▶ **TASK DESCRIPTION**
Quote each record exactly, please, leaving none out.

▶ **ITEMS**
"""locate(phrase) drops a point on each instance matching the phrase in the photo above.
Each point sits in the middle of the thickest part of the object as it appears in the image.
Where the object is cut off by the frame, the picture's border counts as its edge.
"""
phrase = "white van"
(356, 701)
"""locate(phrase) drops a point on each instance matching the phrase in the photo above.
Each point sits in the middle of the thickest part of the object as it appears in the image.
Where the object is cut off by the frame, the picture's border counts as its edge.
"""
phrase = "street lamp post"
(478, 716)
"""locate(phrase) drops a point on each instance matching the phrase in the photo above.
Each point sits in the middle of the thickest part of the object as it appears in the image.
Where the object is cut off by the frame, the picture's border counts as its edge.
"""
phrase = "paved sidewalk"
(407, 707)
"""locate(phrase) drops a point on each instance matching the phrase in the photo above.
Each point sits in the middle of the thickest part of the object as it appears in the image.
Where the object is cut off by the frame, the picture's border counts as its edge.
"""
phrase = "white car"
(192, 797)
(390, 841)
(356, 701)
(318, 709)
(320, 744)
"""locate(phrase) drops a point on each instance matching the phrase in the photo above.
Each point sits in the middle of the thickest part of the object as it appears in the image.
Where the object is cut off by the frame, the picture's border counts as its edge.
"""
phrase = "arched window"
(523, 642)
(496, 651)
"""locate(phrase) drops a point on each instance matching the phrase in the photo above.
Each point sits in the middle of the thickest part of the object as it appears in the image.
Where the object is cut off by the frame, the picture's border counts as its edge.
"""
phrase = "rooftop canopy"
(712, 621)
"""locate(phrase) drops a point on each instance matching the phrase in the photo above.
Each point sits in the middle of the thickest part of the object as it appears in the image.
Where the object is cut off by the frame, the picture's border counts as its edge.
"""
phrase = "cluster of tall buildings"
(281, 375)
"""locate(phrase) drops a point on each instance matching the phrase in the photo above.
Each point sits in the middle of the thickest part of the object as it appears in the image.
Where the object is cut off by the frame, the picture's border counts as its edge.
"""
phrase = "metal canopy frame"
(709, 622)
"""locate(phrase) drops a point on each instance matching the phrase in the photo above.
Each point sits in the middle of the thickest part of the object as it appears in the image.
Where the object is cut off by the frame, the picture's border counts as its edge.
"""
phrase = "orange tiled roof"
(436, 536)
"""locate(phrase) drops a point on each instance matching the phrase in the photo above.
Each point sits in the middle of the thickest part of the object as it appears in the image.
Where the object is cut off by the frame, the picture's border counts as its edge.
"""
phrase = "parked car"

▶ **SOLUTION**
"""locate(phrase) drops a point on each instance matching the phrase in the photo above.
Each point sits in the middle of the thickest part of the object as it appears in the image.
Where the object is cut off by the frame, the picture's border counts as its edge.
"""
phrase = "white van"
(356, 701)
"""locate(phrase) drops a point on each instance matching the phrase in the photo above.
Each point sits in the middle of the thickest part of the object as it appears in the image.
Where the object is cut off by the frame, the picture's border counts as its edge.
"""
phrase = "street lamp post"
(478, 716)
"""locate(phrase) drops a point on each instance matching the phrase in the photo above.
Each point sits in the middle of the thickest part of the object as it appears in the image.
Where the object is cut off by the frame, the picture's border counts as its edge.
"""
phrase = "paved sidewalk"
(407, 707)
"""locate(phrase) drops a point on each instance matching the phrase in the photo above.
Each point sits in the middle of the thickest part of the object as it appears in the image.
Where the object is cut off by the frame, the picture's border counts as its edge.
"""
phrase = "white car"
(192, 797)
(390, 841)
(356, 701)
(318, 709)
(320, 744)
"""locate(phrase) drops a point on each instance matching the phrase in the photo above.
Each point sits in the middle of the thickest part of the object as it appears in the image.
Where the object is cut off by the frame, the picture's border counts as its edge.
"""
phrase = "arched window"
(523, 642)
(496, 651)
"""locate(phrase) drops a point on each instance matching the phrase in the photo above.
Each point sits in the middle of the thickest part of the object as it appears in the image.
Where the object is cut off by the frame, the picture's border counts as its edge.
"""
phrase = "rooftop canopy"
(712, 621)
"""locate(phrase) drops a point on each instance matching the phrase in the photo above.
Each point sits in the middle of the thickest part of the object as it appears in the image.
Where the object is cut off by the frame, the picture's border counts as its edge.
"""
phrase = "cluster of tall buildings"
(281, 375)
"""locate(phrase) drops a point on each instance matching the phrase in the photo above.
Each point sits in the middle of the thickest part of the object as it appears in the image.
Where the object is cut off by the frame, the picture's border counts as its edge.
"""
phrase = "metal canopy frame"
(709, 622)
"""locate(phrase) drops a point on each instance matching the phrase in the photo above.
Each point sits in the middle of the thickest part of the object as it appears in the image.
Where the object is cut off by the frame, the picture's border counts as its edge.
"""
phrase = "orange tiled roof"
(436, 536)
"""locate(phrase) drops a point on each instance matching the phrase in the photo above.
Each point sits in the middle of the thickest part of the object as it appears in the image.
Where the object is cut off by the frame, the picture's border counts as its edge.
"""
phrase = "parked car"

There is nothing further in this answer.